[start of Document extract]

# Coding Test 

You will be assesed overall on;

1) How far you get in the alloted time.
2) Code optimisations.
3) Code reusability.
4) Code readability.

Some hints; 

1) Take regulaer berak (at least 5 minutes every hour) or changes in activity
2) Avoiding awkward, static postures by regularly changing position
3) Getting up and moving or doing stretching exercises
4) Avoiding eye fatigue by changing focus or blinking from time to time 

In [38]:
import gym
import torch
import numpy 
import torch.nn as nn
import torch.nn.functional as F
import torch.optim as optim
from torch.distributions import Categorical

# Part 1: PPO

- Implement a vanilla PPO learning agent and train it on 'acrobot-v1'.

In [44]:
learning_rate = 0.00005
gamma = 0.98
lmbda = 0.95

#extra-hyperparameter
eps_clip = 0.1
K_epoch = 3

class PPO(nn.Module):
    def __init__(self):
        super(PPO, self).__init__()
        self.prep_data = []
        self.function1   = nn.Linear(6,256)
        self.function_pi = nn.Linear(256,3)
        self.function_v  = nn.Linear(256,1)
        self.optimizer = optim.Adam(self.parameters(), lr=learning_rate)

    def pi(self, x, softmax_dim = 0):
        x = F.relu(self.function1(x))
        x = self.function_pi(x)
        prob = F.softmax(x, dim=softmax_dim)
        return prob
    
    def v(self, x):
        x = F.relu(self.function1(x))
        v = self.function_v(x)
        return v
      
    def put_data(self, transition):
        self.data.append(transition)
        
    def make_batch(self):
        s_lst, a_lst, r_lst, s_prime_lst, prob_a_lst, done_lst = [], [], [], [], [], []
        for transition in self.prep_data:
            s, a, r, s_prime, prob_a, done = transition
            
            s_lst.append(s)
            a_lst.append([a])
            r_lst.append([r])
            s_prime_lst.append(s_prime)
            prob_a_lst.append([prob_a])
            done_mask = 0 if done else 1
            done_lst.append([done_mask])
            
        s,a,r,s_prime,done_mask, prob_a = torch.tensor(s_lst, dtype=torch.float), torch.tensor(a_lst), \
                                          torch.tensor(r_lst), torch.tensor(s_prime_lst, dtype=torch.float), \
                                          torch.tensor(done_lst, dtype=torch.float), torch.tensor(prob_a_lst)
        self.prep_data = []
        return s, a, r, s_prime, done_mask, prob_a
        
    def train_net(self):
        s, a, r, s_prime, done_mask, prob_a = self.make_batch()

        for i in range(K_epoch):
            td_target = r + gamma * self.v(s_prime) * done_mask
            delta = td_target - self.v(s)
            delta = delta.detach().numpy()

            advantage_lst = []
            advantage = 0.0
            for delta_t in delta[::-1]:
                advantage = gamma * lmbda * advantage + delta_t[0]
                advantage_lst.append([advantage])

[end of Document extract]

■ **What is asked**
Answer these questions about the coding test page:
(a) On which environment is the PPO agent to be trained?
(b) What value is assigned to K_epoch?
(c) Which optimizer does the PPO class create?

[start of Data rows]

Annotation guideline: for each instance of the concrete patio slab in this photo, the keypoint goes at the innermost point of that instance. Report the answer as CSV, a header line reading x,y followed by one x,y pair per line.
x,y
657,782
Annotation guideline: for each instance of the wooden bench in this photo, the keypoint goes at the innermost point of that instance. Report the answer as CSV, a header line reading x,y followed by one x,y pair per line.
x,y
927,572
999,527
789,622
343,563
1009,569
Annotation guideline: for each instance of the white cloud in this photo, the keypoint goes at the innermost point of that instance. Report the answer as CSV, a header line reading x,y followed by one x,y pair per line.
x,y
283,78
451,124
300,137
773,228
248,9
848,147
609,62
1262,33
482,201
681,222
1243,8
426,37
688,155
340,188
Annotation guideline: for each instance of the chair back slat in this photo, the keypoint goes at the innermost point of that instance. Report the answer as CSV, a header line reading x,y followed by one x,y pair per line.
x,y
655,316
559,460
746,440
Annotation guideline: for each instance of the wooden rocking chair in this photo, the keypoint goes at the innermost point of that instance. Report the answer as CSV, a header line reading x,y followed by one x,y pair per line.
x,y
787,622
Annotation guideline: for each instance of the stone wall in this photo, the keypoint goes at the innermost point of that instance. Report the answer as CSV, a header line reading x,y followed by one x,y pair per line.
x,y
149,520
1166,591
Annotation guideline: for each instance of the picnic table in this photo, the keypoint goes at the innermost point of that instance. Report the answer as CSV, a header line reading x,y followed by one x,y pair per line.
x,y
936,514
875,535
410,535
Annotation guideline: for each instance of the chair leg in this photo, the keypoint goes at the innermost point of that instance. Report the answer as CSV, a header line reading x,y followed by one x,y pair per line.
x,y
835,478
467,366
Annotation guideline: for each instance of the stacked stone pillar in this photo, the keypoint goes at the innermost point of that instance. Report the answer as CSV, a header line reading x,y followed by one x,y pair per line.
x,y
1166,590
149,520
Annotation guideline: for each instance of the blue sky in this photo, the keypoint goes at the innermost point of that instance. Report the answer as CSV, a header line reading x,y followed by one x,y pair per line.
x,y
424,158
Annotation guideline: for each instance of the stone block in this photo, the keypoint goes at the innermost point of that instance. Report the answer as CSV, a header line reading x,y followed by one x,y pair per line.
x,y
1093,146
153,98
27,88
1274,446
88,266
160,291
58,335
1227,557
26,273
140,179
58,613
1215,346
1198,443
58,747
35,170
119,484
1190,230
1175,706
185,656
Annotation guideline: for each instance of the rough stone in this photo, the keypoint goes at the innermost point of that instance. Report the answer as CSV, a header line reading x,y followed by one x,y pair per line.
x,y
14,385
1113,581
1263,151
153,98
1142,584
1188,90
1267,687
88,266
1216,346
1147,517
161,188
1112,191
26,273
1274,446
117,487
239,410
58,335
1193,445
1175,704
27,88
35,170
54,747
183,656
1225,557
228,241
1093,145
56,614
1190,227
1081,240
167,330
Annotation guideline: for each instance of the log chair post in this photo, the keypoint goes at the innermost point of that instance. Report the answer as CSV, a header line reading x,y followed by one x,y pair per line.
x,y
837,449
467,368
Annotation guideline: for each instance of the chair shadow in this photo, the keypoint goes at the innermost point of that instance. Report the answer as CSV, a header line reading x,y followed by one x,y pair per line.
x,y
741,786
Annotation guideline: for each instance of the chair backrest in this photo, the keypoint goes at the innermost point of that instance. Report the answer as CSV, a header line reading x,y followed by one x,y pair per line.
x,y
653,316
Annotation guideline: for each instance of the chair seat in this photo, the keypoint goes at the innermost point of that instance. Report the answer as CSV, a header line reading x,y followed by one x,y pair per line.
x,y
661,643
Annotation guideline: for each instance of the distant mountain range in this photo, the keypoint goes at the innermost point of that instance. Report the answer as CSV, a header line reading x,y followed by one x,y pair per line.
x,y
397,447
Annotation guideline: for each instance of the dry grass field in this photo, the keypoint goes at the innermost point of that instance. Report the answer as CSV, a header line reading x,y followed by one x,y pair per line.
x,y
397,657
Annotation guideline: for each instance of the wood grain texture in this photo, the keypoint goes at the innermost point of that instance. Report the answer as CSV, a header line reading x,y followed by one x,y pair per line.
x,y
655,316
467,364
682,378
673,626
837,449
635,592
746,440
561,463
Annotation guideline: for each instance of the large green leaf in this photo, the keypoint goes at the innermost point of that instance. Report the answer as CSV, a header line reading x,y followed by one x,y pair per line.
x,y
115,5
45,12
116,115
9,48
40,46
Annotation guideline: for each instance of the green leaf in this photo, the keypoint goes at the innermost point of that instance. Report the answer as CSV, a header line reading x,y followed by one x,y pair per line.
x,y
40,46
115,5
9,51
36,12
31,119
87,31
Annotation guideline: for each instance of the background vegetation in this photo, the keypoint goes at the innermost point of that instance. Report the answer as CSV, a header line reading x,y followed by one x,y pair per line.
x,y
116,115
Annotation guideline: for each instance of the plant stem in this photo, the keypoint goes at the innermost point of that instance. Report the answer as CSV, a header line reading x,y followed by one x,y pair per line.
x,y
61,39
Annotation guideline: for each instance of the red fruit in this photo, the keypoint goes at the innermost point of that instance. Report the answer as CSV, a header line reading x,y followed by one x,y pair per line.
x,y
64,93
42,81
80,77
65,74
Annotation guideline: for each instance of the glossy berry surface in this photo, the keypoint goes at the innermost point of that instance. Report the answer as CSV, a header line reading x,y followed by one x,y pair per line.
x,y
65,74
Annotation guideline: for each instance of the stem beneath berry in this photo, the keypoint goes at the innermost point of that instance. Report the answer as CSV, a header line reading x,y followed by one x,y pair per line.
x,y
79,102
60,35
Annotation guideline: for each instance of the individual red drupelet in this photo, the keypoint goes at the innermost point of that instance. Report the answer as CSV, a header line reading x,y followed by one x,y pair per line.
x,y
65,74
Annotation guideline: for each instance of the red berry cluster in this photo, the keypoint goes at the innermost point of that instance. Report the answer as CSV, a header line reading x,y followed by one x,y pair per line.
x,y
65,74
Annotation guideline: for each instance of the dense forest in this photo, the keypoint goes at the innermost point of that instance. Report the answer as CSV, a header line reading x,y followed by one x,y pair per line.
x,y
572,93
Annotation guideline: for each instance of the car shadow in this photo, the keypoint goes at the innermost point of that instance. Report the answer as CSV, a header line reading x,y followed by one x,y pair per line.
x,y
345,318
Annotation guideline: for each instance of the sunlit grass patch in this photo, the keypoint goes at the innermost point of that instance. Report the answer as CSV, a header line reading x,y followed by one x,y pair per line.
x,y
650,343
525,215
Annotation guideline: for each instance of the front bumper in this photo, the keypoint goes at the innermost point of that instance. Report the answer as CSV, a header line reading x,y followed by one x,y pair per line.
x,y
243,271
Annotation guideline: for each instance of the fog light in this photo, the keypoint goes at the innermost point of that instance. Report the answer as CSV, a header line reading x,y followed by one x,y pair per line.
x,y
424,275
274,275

[end of Data rows]

■ **Written solution**
(a) 'acrobot-v1'
(b) 3
(c) Adam (optim.Adam)